SHORT PROBLEM => Copy every line of the data below without changing anything.

Records =>
::::::
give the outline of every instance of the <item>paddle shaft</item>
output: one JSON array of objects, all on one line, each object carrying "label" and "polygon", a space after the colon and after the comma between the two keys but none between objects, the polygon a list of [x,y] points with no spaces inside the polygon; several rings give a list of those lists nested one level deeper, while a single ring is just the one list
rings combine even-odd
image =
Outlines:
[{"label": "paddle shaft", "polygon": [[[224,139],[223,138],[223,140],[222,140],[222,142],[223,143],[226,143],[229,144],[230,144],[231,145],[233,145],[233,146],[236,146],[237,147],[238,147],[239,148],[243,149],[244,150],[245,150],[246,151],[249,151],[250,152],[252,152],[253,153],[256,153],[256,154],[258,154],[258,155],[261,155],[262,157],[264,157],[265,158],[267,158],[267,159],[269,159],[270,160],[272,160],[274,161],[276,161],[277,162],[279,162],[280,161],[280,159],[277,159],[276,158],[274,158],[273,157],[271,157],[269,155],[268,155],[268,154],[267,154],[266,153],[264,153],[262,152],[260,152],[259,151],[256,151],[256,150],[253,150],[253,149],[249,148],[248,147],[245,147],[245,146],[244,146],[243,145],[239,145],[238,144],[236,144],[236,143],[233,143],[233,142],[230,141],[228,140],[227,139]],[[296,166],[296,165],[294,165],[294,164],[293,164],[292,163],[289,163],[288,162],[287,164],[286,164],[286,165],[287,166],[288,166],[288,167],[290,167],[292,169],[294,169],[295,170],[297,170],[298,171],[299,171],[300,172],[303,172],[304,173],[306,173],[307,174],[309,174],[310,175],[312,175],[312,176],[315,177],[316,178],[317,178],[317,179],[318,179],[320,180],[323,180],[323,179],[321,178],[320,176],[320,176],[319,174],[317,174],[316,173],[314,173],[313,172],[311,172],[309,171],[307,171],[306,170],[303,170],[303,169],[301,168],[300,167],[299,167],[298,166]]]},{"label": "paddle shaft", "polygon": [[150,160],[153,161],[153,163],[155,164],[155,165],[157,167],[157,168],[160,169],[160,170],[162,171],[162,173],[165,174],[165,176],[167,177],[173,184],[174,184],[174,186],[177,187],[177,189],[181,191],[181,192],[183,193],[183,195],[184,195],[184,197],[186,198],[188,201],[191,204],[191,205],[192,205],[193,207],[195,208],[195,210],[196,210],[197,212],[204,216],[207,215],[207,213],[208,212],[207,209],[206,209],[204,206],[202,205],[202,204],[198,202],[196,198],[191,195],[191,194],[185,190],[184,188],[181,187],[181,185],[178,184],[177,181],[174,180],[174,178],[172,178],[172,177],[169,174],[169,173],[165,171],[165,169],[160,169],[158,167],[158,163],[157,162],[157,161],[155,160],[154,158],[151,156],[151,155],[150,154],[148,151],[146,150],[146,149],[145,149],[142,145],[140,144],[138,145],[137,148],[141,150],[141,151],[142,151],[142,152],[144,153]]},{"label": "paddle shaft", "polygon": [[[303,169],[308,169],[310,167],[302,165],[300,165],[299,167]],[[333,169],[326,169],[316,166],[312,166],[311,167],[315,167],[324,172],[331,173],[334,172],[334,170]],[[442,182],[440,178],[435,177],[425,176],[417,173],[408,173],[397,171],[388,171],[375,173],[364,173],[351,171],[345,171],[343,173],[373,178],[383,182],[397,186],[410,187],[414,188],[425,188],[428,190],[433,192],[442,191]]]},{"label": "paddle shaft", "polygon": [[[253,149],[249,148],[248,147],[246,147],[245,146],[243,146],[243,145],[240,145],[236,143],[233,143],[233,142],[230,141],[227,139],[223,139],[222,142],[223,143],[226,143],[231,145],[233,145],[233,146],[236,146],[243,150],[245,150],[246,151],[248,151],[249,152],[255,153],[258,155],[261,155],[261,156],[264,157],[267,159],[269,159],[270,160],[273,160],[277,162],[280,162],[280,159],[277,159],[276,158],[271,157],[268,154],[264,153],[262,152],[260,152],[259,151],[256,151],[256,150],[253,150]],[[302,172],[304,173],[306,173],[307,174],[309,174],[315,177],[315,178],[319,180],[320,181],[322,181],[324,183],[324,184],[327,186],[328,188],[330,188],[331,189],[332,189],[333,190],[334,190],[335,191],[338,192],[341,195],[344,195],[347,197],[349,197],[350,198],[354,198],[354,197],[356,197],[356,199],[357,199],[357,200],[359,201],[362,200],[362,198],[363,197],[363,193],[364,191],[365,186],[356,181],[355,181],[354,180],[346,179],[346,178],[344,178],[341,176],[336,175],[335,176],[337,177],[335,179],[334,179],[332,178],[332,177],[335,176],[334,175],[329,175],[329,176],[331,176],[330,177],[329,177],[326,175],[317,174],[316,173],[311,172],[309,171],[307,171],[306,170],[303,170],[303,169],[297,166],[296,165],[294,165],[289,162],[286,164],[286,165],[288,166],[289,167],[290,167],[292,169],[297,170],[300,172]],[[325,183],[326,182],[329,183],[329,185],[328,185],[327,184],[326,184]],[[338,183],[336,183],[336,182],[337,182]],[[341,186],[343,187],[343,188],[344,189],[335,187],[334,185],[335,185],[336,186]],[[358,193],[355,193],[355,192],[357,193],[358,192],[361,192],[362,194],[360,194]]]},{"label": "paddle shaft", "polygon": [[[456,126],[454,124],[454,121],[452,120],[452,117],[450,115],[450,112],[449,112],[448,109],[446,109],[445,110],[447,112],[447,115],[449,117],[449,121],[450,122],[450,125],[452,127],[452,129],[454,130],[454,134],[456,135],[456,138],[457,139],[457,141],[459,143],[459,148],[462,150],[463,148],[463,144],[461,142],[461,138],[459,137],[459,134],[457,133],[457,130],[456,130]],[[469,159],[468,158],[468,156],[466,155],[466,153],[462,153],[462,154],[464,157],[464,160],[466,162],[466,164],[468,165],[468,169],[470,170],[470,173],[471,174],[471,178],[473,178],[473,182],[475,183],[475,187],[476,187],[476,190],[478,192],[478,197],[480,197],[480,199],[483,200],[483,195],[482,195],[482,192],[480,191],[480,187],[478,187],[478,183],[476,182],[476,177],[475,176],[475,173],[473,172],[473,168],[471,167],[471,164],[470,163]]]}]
::::::
CORRECT OUTPUT =>
give the outline of every instance of the <item>paddle shaft</item>
output: one JSON array of objects, all on one line, each object carrying "label" and "polygon", a space after the colon and after the comma between the two keys but none between objects, the polygon a list of [x,y] points with no spaces inside the polygon; several rings give a list of those lists nested one level deeper, while a single ring is just the one list
rings combine even-odd
image =
Outlines:
[{"label": "paddle shaft", "polygon": [[[224,139],[223,138],[223,140],[222,140],[222,142],[223,143],[226,143],[229,144],[230,144],[231,145],[233,145],[233,146],[236,146],[237,147],[238,147],[239,148],[243,149],[244,150],[245,150],[246,151],[249,151],[250,152],[252,152],[253,153],[256,153],[256,154],[258,154],[258,155],[261,155],[262,157],[264,157],[265,158],[267,158],[267,159],[269,159],[270,160],[272,160],[274,161],[276,161],[277,162],[279,162],[280,161],[280,159],[277,159],[276,158],[274,158],[273,157],[271,157],[269,155],[268,155],[268,154],[267,154],[266,153],[264,153],[262,152],[260,152],[259,151],[256,151],[256,150],[253,150],[253,149],[249,148],[248,147],[245,147],[245,146],[244,146],[243,145],[239,145],[238,144],[236,144],[236,143],[233,143],[233,142],[230,141],[228,140],[227,139]],[[296,166],[296,165],[294,165],[294,164],[293,164],[292,163],[289,163],[288,162],[287,164],[286,164],[286,165],[287,166],[288,166],[288,167],[290,167],[292,169],[294,169],[295,170],[297,170],[298,171],[299,171],[300,172],[303,172],[304,173],[306,173],[307,174],[309,174],[310,175],[312,175],[312,176],[315,177],[316,178],[317,178],[317,179],[318,179],[320,180],[323,180],[323,179],[321,178],[320,176],[320,176],[319,174],[317,174],[316,173],[314,173],[313,172],[311,172],[309,171],[307,171],[306,170],[303,170],[303,169],[301,168],[300,167],[299,167],[298,166]]]},{"label": "paddle shaft", "polygon": [[150,160],[153,161],[153,163],[155,164],[155,165],[157,167],[157,168],[160,169],[160,170],[162,171],[162,173],[165,174],[165,176],[167,177],[173,184],[174,184],[174,186],[177,187],[177,189],[181,191],[181,192],[183,193],[183,195],[184,195],[184,197],[186,198],[188,201],[191,204],[191,205],[192,205],[193,207],[195,208],[195,210],[196,210],[197,212],[204,216],[207,215],[207,213],[208,212],[207,209],[206,209],[204,206],[202,205],[202,204],[198,202],[196,198],[191,195],[191,194],[185,190],[184,188],[181,187],[181,185],[178,184],[177,181],[174,180],[174,178],[172,178],[172,177],[169,174],[169,173],[165,171],[165,169],[160,169],[158,167],[158,163],[157,162],[157,161],[155,160],[154,158],[151,156],[151,155],[150,154],[148,151],[146,150],[146,149],[145,149],[142,145],[140,144],[138,145],[137,148],[141,150],[141,151],[142,151],[142,152],[144,153]]},{"label": "paddle shaft", "polygon": [[[303,169],[308,169],[310,167],[302,165],[300,165],[299,167]],[[333,169],[326,169],[316,166],[312,166],[311,167],[315,167],[324,172],[331,173],[334,172],[334,170]],[[442,182],[440,178],[435,177],[425,176],[417,173],[408,173],[397,171],[388,171],[375,173],[364,173],[351,171],[345,171],[343,173],[373,178],[383,182],[397,186],[410,187],[414,188],[425,188],[428,190],[433,192],[442,191]]]},{"label": "paddle shaft", "polygon": [[[253,149],[249,148],[248,147],[246,147],[245,146],[243,146],[243,145],[240,145],[236,143],[233,143],[233,142],[230,141],[227,139],[223,139],[222,142],[223,143],[226,143],[231,145],[233,145],[233,146],[236,146],[243,150],[245,150],[246,151],[248,151],[249,152],[255,153],[258,155],[261,155],[261,156],[264,157],[267,159],[269,159],[270,160],[273,160],[277,162],[280,162],[280,159],[277,159],[276,158],[271,157],[268,154],[264,153],[262,152],[260,152],[259,151],[256,151],[256,150],[253,150]],[[302,172],[304,173],[306,173],[307,174],[309,174],[315,177],[315,178],[319,180],[320,181],[322,181],[324,183],[324,184],[327,186],[328,188],[330,188],[331,189],[332,189],[333,190],[334,190],[335,191],[338,192],[341,195],[344,195],[347,197],[349,197],[350,198],[354,198],[354,197],[356,197],[356,199],[357,199],[357,200],[359,201],[362,200],[362,198],[363,197],[363,193],[364,191],[365,186],[356,181],[355,181],[354,180],[346,179],[346,178],[344,178],[341,176],[336,175],[335,176],[337,177],[335,179],[334,179],[332,178],[332,177],[335,176],[334,175],[329,175],[329,176],[331,176],[330,177],[329,177],[326,175],[317,174],[316,173],[311,172],[309,171],[307,171],[306,170],[303,170],[303,169],[297,166],[296,165],[294,165],[289,162],[286,164],[286,165],[288,166],[289,167],[290,167],[292,169],[297,170],[300,172]],[[325,183],[326,182],[329,183],[329,185],[328,185],[327,184],[326,184]],[[338,183],[336,183],[336,182],[337,182]],[[341,186],[343,187],[343,188],[344,189],[335,187],[334,185],[335,185],[336,186]],[[358,193],[355,193],[355,192],[357,193],[358,192],[361,192],[362,194],[360,194]]]},{"label": "paddle shaft", "polygon": [[[456,126],[454,124],[454,121],[452,120],[452,117],[450,115],[450,112],[449,112],[448,109],[446,109],[445,110],[447,112],[447,115],[449,117],[449,121],[450,122],[450,125],[452,127],[452,129],[454,130],[454,134],[456,135],[456,138],[457,139],[457,141],[459,143],[459,148],[462,150],[463,148],[463,144],[461,142],[461,138],[459,137],[459,134],[457,133],[457,130],[456,130]],[[469,159],[468,158],[468,156],[466,155],[466,153],[462,153],[462,154],[464,157],[464,160],[466,162],[466,164],[468,165],[468,169],[470,170],[470,173],[471,174],[471,178],[473,178],[473,182],[475,183],[475,187],[476,187],[476,190],[478,192],[478,197],[480,197],[480,199],[483,200],[483,195],[482,195],[482,192],[480,191],[480,187],[478,187],[478,183],[476,182],[476,177],[475,176],[475,173],[473,172],[473,168],[471,167],[471,164],[470,163]]]}]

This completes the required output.